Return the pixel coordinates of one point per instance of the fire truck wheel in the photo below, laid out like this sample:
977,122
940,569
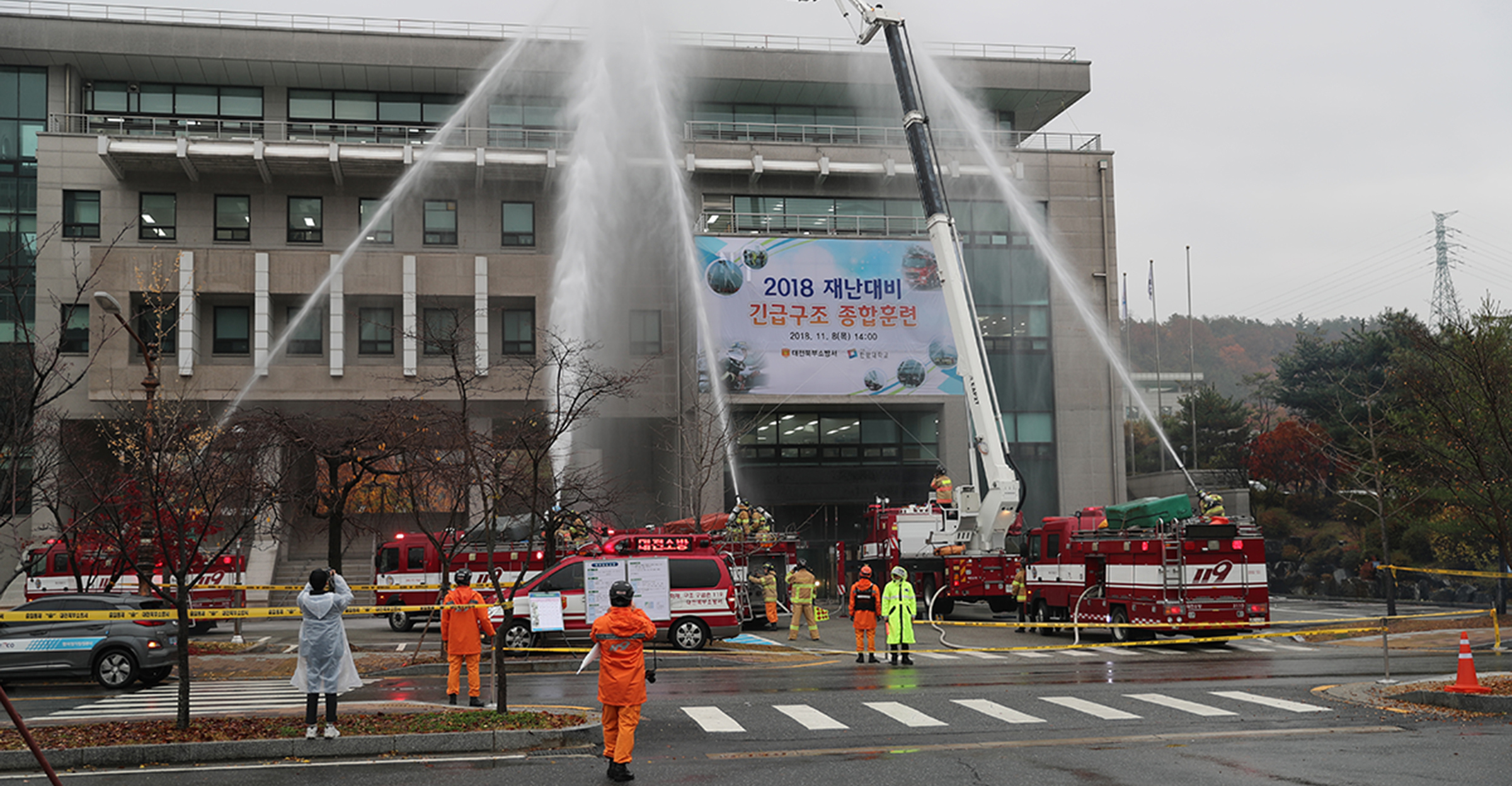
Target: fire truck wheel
399,622
153,676
115,669
689,634
519,635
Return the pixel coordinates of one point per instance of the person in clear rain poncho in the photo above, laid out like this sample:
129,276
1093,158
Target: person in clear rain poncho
326,661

::::

- Stated goal: Express everything from the line containing "of the person" down to the end of the listing as a JSON list of strings, one per line, with blank lines left out.

- Final result:
[
  "Return the pixel coordinates of one point per instance of the person in clear rain poncho in the photo above, laid out like this sample:",
  "129,276",
  "1093,158",
  "Target: person in clear rain poncho",
  "326,661"
]